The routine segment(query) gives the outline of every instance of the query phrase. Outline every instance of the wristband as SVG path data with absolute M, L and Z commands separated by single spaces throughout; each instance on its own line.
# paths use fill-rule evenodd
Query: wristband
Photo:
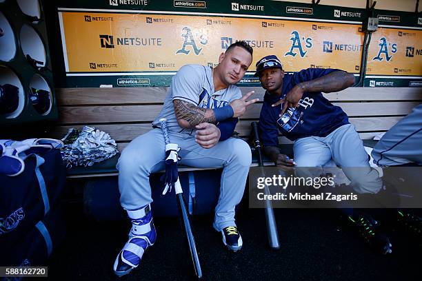
M 217 120 L 218 122 L 233 117 L 234 114 L 234 112 L 230 105 L 225 105 L 222 107 L 214 109 L 215 120 Z

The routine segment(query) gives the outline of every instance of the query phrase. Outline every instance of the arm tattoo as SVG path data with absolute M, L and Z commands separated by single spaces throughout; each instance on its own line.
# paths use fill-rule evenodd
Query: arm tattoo
M 207 112 L 205 108 L 198 107 L 190 103 L 181 100 L 174 100 L 174 113 L 177 119 L 187 121 L 190 127 L 194 127 L 204 122 L 217 123 L 212 110 L 208 110 L 208 112 Z M 209 116 L 209 117 L 205 117 L 205 116 Z
M 307 92 L 324 92 L 330 93 L 341 91 L 351 86 L 354 77 L 344 71 L 335 71 L 322 77 L 300 83 L 300 87 Z

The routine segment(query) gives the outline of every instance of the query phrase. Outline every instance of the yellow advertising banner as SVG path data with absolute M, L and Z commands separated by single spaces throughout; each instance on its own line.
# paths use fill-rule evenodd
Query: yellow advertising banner
M 268 54 L 277 55 L 288 72 L 308 67 L 360 70 L 363 34 L 359 25 L 89 12 L 59 12 L 59 17 L 67 72 L 173 72 L 187 63 L 215 65 L 219 55 L 239 40 L 254 48 L 250 71 Z M 395 30 L 383 29 L 372 36 L 368 61 L 377 55 L 379 46 L 374 42 L 383 36 L 391 40 L 394 32 L 397 34 Z M 414 42 L 415 50 L 420 48 L 420 32 L 412 32 L 416 34 L 413 37 L 394 37 L 397 47 L 393 57 L 368 62 L 368 73 L 397 75 L 396 67 L 412 70 L 400 75 L 422 74 L 420 59 L 408 62 L 399 59 L 405 54 L 407 39 Z M 415 50 L 415 58 L 416 54 Z
M 371 39 L 366 73 L 421 76 L 422 31 L 379 28 Z

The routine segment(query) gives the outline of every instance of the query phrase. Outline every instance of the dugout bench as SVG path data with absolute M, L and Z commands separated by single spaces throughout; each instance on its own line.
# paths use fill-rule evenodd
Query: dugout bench
M 116 140 L 119 151 L 121 152 L 130 140 L 152 129 L 151 123 L 161 109 L 168 89 L 56 89 L 59 119 L 55 125 L 47 129 L 46 134 L 49 137 L 60 139 L 69 128 L 80 128 L 86 125 L 94 126 L 108 133 Z M 248 108 L 235 129 L 239 133 L 239 137 L 248 140 L 251 132 L 251 122 L 257 121 L 259 118 L 264 90 L 259 87 L 241 87 L 241 90 L 243 94 L 254 90 L 255 94 L 251 98 L 260 99 L 260 102 Z M 333 104 L 340 106 L 349 116 L 350 123 L 355 126 L 361 138 L 368 146 L 374 145 L 376 142 L 371 140 L 374 136 L 388 131 L 403 116 L 410 113 L 413 107 L 422 103 L 421 88 L 350 87 L 339 92 L 324 94 L 324 96 Z M 293 156 L 292 143 L 282 136 L 279 137 L 279 140 L 282 152 Z M 116 202 L 118 202 L 116 198 L 119 198 L 116 188 L 116 176 L 118 173 L 115 167 L 119 156 L 118 154 L 103 163 L 96 163 L 92 167 L 74 167 L 68 172 L 68 180 L 86 178 L 79 179 L 86 180 L 84 185 L 86 209 L 87 205 L 92 207 L 94 201 L 102 202 L 103 206 L 96 211 L 94 211 L 94 207 L 88 207 L 88 213 L 91 212 L 94 217 L 103 216 L 103 209 L 106 208 L 107 204 L 112 204 L 110 196 L 114 197 L 112 204 L 113 207 L 119 208 L 119 206 L 115 206 Z M 257 165 L 257 158 L 253 156 L 252 166 Z M 265 165 L 272 163 L 267 159 Z M 198 186 L 218 185 L 221 169 L 216 167 L 203 169 L 181 166 L 179 167 L 179 171 L 182 172 L 181 183 L 183 189 L 186 189 L 184 194 L 190 194 L 186 200 L 189 202 L 190 211 L 192 212 L 195 209 L 195 184 Z M 208 180 L 204 180 L 207 178 Z M 159 176 L 153 174 L 151 180 L 158 183 Z M 157 189 L 156 196 L 161 194 L 161 190 L 158 190 L 161 188 L 153 189 Z M 208 194 L 206 198 L 203 197 L 201 200 L 217 201 L 218 189 L 215 189 L 216 194 L 211 196 Z M 153 197 L 154 192 L 153 190 Z M 101 197 L 102 199 L 99 200 L 97 197 Z M 165 204 L 168 204 L 168 202 L 175 205 L 175 200 L 168 200 Z M 176 210 L 176 206 L 174 207 Z M 158 209 L 159 207 L 154 209 L 155 215 L 157 214 L 156 211 Z M 202 209 L 195 214 L 207 213 L 212 209 Z

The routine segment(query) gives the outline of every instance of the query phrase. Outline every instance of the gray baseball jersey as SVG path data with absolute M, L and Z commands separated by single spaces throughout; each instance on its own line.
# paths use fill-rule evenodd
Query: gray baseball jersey
M 214 92 L 211 67 L 193 64 L 185 65 L 173 76 L 170 90 L 164 100 L 164 105 L 152 125 L 159 126 L 159 120 L 165 118 L 170 131 L 184 131 L 191 134 L 193 129 L 183 129 L 177 123 L 173 107 L 174 100 L 185 101 L 202 108 L 217 108 L 227 105 L 232 101 L 241 96 L 240 89 L 232 85 Z

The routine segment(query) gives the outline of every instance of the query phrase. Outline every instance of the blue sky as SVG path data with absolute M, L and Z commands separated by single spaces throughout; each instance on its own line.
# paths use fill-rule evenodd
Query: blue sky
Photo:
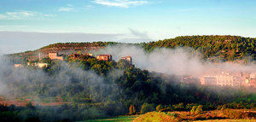
M 131 43 L 182 35 L 255 38 L 255 0 L 0 0 L 0 32 L 120 34 L 108 40 Z

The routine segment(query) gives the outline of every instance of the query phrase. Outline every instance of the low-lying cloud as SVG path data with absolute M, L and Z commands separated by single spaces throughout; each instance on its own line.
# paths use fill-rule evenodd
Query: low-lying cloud
M 137 67 L 173 75 L 199 76 L 215 73 L 213 71 L 256 72 L 255 64 L 245 66 L 202 61 L 201 54 L 190 48 L 156 49 L 148 53 L 137 46 L 119 45 L 102 49 L 97 53 L 110 54 L 115 61 L 119 61 L 122 56 L 131 55 Z

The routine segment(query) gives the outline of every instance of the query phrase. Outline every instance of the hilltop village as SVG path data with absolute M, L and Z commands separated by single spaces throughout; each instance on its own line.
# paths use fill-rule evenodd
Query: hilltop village
M 84 56 L 90 56 L 92 58 L 95 58 L 98 61 L 113 61 L 111 55 L 99 55 L 94 56 L 92 54 L 85 53 L 85 54 L 71 54 L 68 55 L 59 55 L 58 52 L 50 52 L 48 53 L 48 55 L 41 55 L 40 53 L 38 55 L 38 61 L 36 60 L 28 60 L 26 64 L 24 65 L 24 63 L 15 63 L 15 67 L 23 67 L 26 66 L 32 66 L 32 67 L 47 67 L 49 64 L 47 62 L 44 62 L 44 59 L 49 59 L 51 61 L 64 61 L 67 59 L 72 60 L 83 60 L 84 59 Z M 121 57 L 121 60 L 127 61 L 131 66 L 134 67 L 132 65 L 132 58 L 131 55 Z
M 94 56 L 92 54 L 71 54 L 68 55 L 59 55 L 58 52 L 50 52 L 48 55 L 38 55 L 38 61 L 28 61 L 26 66 L 37 67 L 39 68 L 47 67 L 48 63 L 42 61 L 43 59 L 49 58 L 51 61 L 64 61 L 65 59 L 83 60 L 84 56 L 93 57 L 98 61 L 112 61 L 111 55 L 99 55 Z M 127 61 L 131 67 L 132 58 L 131 55 L 124 56 L 120 60 Z M 22 67 L 25 65 L 15 63 L 15 67 Z M 195 76 L 179 76 L 178 79 L 181 83 L 196 84 L 200 85 L 213 85 L 213 86 L 230 86 L 230 87 L 254 87 L 256 88 L 256 73 L 232 73 L 223 71 L 221 69 L 214 69 L 214 73 L 205 73 L 200 77 Z

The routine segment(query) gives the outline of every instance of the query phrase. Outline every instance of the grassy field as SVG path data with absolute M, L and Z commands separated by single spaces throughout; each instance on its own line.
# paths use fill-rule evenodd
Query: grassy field
M 93 120 L 86 120 L 84 122 L 131 122 L 134 120 L 137 115 L 136 116 L 120 116 L 116 118 L 110 119 L 93 119 Z
M 194 122 L 256 122 L 256 119 L 211 119 L 198 120 Z

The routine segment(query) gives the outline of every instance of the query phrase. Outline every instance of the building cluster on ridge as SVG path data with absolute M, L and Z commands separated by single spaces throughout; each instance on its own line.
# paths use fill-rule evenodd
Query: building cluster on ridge
M 89 54 L 89 53 L 86 53 L 86 54 L 72 54 L 72 55 L 69 55 L 68 57 L 73 58 L 73 59 L 79 59 L 79 58 L 82 58 L 83 55 L 89 55 L 89 56 L 93 57 L 93 55 Z M 48 55 L 46 56 L 45 55 L 43 56 L 39 53 L 38 55 L 38 62 L 35 62 L 35 63 L 27 62 L 26 66 L 38 67 L 40 67 L 40 68 L 47 67 L 49 66 L 48 63 L 39 62 L 43 58 L 47 58 L 48 57 L 51 61 L 64 61 L 64 56 L 65 56 L 64 55 L 59 55 L 58 52 L 48 53 Z M 111 55 L 99 55 L 96 56 L 96 59 L 98 60 L 98 61 L 113 61 L 113 58 L 112 58 Z M 131 55 L 122 57 L 121 60 L 125 60 L 126 61 L 129 62 L 130 65 L 132 65 L 132 58 L 131 58 Z M 23 64 L 15 64 L 14 66 L 15 66 L 15 67 L 24 67 Z
M 84 55 L 94 57 L 92 54 L 72 54 L 69 58 L 83 59 Z M 63 61 L 64 55 L 59 55 L 57 52 L 48 54 L 48 58 L 54 61 Z M 45 58 L 45 56 L 44 56 Z M 111 55 L 99 55 L 95 57 L 98 61 L 111 61 L 113 56 Z M 27 63 L 27 66 L 38 67 L 40 68 L 47 67 L 48 63 L 40 62 L 42 60 L 41 55 L 38 54 L 38 62 Z M 126 61 L 131 67 L 132 58 L 131 55 L 121 57 L 121 60 Z M 15 67 L 24 67 L 22 64 L 15 64 Z M 217 69 L 215 73 L 206 73 L 199 77 L 182 76 L 180 82 L 199 84 L 201 85 L 213 85 L 213 86 L 230 86 L 230 87 L 256 87 L 256 73 L 229 73 L 220 69 Z

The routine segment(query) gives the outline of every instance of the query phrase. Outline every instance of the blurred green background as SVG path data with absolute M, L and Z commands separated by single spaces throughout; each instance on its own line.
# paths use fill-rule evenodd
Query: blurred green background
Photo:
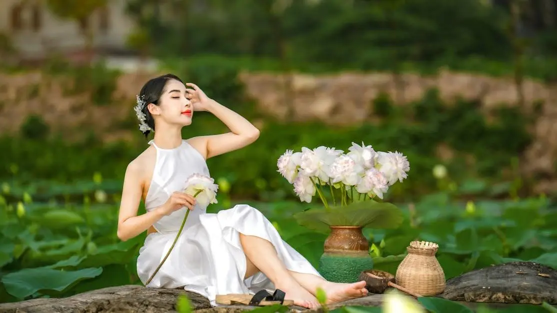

■ ■ ■ ■

WORK TO BE COMPLETED →
Reproduce the entries word for word from the start through the line containing "M 371 39 L 366", omitting the pictures.

COMPLETE OUTPUT →
The routine segment(query) gives the outline of every instance of the query phrase. Outline every instance of the wristband as SVG path data with absolute M, L and Z commands separated by single spaces throughout; each instance on its own line.
# paths use fill-rule evenodd
Query: wristband
Photo:
M 217 120 L 218 122 L 233 117 L 234 114 L 234 112 L 230 105 L 225 105 L 222 107 L 214 109 L 215 120 Z

The routine segment(query) gives the outline of every instance of the query phrase. Outline every instance of the arm tattoo as SVG path data with absolute M, L and Z commands separated by single spaces throughout; each instance on its own line.
# paths use fill-rule evenodd
Query: arm tattoo
M 207 112 L 205 108 L 198 107 L 190 103 L 181 100 L 174 100 L 174 113 L 177 119 L 187 121 L 190 127 L 194 127 L 204 122 L 217 123 L 212 110 L 208 110 L 208 112 Z M 209 116 L 209 117 L 205 117 L 205 116 Z
M 307 92 L 324 92 L 330 93 L 341 91 L 351 86 L 354 77 L 344 71 L 335 71 L 322 77 L 300 83 L 300 87 Z

The routine segment(query) gives the outline of every instance of the query phrase. Outline every instance of the yellow advertising banner as SVG path data with absolute M, L and Z commands separated by single spaces throughout; each instance on its own line.
# paths use fill-rule evenodd
Query: yellow advertising banner
M 268 54 L 277 55 L 288 72 L 308 67 L 360 70 L 363 34 L 359 25 L 89 12 L 59 12 L 59 17 L 67 72 L 173 72 L 187 63 L 215 65 L 219 55 L 239 40 L 254 48 L 250 71 Z M 395 30 L 383 29 L 372 36 L 368 61 L 377 55 L 379 46 L 374 42 L 383 36 L 391 40 L 394 32 L 397 34 Z M 414 42 L 415 50 L 420 48 L 420 32 L 412 32 L 416 34 L 413 37 L 394 37 L 397 47 L 393 57 L 368 62 L 368 73 L 397 75 L 396 67 L 412 70 L 400 75 L 422 74 L 420 59 L 408 62 L 399 59 L 405 54 L 407 39 Z M 415 50 L 415 58 L 416 54 Z
M 371 39 L 366 73 L 421 76 L 422 31 L 379 28 Z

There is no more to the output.